> Source text
Wall sits do not look the most impressive but they do work a few muscles. Find out which ones and whether this is enough to see results.
The main muscles wall sits work are the four quadricep muscles in your front thighs.
Besides these, wall sits will also work your glutes (butt) and hamstrings (back thighs) to some extent.
If you do wall sits with enough resistance and for long enough, you can actually grow and strengthen your quadricep muscles with this exercise.
That being said, it is important to note that isometric (static) exercises like wall sits are generally less effective than more dynamic exercises like squats for muscle growth and strength progress.
If you enjoy these dynamic alternatives just as much, they are likely a better choice than wall sits.
Main muscles worked with wall sits
Similar to many other movements, there are a few different muscles involved in wall sits. Even so, only some of these will be the most responsible for staying in this position.
The main muscles worked with wall sits are the four quadricep muscles in your front thighs. These will likely be the first ones to fatigue.
You can also say that wall sits engage your glutes (butt) and hamstrings (back thighs) to some extent. However, you should not expect too many, if any, results in these areas.
Contrary to what some people think, wall sits do not really work out core muscles like your abs.
Do wall sits build muscle?
It is worth quickly noting that wall sits can potentially help you build muscle but that there are a few conditions you need to fulfill to make this happen.
More specifically, you still need to do wall sits with enough resistance and for long enough.
Since wall sits are an isometric (static) exercise, the ranges regarding these are a bit different than usual.
One review of isometrics-related studies concludes that you want to do wall sits of about 3 to 30 seconds per set and more than 80 to 150 seconds per workout at 70-75% of maximum voluntary contraction to build muscle (1).

> Questions on the material
1: According to the wall sits article, which muscles do wall sits mainly work?
2: Continue the wall sits article from its last sentence.
The listing has no role in this work.

> Given information
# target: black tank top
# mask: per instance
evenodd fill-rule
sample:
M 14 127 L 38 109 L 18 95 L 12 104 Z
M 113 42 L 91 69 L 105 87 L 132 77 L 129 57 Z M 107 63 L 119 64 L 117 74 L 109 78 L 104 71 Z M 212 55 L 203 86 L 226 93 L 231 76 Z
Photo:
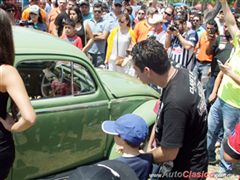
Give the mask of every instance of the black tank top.
M 8 93 L 0 92 L 0 117 L 5 119 L 7 116 Z M 0 159 L 6 154 L 14 152 L 12 133 L 6 130 L 0 123 Z

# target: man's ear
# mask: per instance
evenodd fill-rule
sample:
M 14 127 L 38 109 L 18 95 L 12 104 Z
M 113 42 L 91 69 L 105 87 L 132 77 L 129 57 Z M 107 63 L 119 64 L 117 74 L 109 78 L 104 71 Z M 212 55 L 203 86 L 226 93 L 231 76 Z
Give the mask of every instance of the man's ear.
M 143 69 L 143 73 L 146 75 L 146 76 L 150 76 L 151 75 L 151 69 L 147 66 L 144 67 Z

> Answer section
1: The four quadricep muscles in the front thighs.

2:
It is somewhat normal that you don’t know what maximum voluntary contraction (MVC) means. This is a way of measuring resistance in isometric exercises.
Unfortunately, you need specific devices to measure MVC.
It is likely not the perfect conversion but you can do wall sits with a resistance where you are barely able to complete the durations above to get a good chance of actually building the quadricep muscles you work.
One important thing to note is that isometric (static) exercises like wall sits are typically not as effective as more dynamic exercises like squats for building muscle.
The main benefit of isometric exercises is that people who find moving their joints uncomfortable may prefer them.
Is a 2-minute wall sit good?
From the conclusions of the isometric exercise study review, you can say that a 2-minute wall sit is not good for building muscle.
If you are able to hold the stance for this long, it is likely not challenging enough to cause muscle growth. At least not in an effective way.
On the flip side, building muscle is not the only fitness goal out there. A 2-minute wall sit can still be good for improving muscle endurance for many people.
Ways to make wall sits harder
Even if they are initially able to see results, many people will have to make bodyweight wall sits harder to be able to grow the muscles they work over time.
When this is the case, you can consider making wall sits more challenging in a few different ways.
A simple no-equipment way to do this is doing a one-legged wall-sit.
Because all your weight rests on one leg instead of two, the stance will be a lot harder. One downside is that your workouts will likely take longer to complete.
Another option is doing weighted wall sits where you hold or wear some form of resistance.
Some equipment examples that can help you with this include dumbbells, kettlebells, a sandbag, a weighted vest, and even resistance bands.
Make sure you add the downward resistance as close to your upper body as possible.
You can also use certain pieces of thigh workout equipment to make wall sits more challenging in a different way.
More specifically, you can loop a resistance band around your upper legs so that you have to push outward with your thighs to keep them in a straight line forward.
This will work your hip abductors aka your outer thigh muscles more.
You can also squeeze something like a medicine ball between your thighs. This will train your hip adductors aka your inner thigh muscles more.
Muscles worked wall sits vs squats
Bodyweight squats are a popular at-home-friendly alternative to wall sits. You may wonder how these compare in terms of the muscles they work and how effective they are.
As mentioned, wall sits are an exercise that mostly works your quadriceps (front thigh muscles).
On the other hand, squats also mainly work your quadriceps. However, they also work your glutes (butt), hamstrings (back thighs), and erector spinae (lower back) to a larger extent than wall sits.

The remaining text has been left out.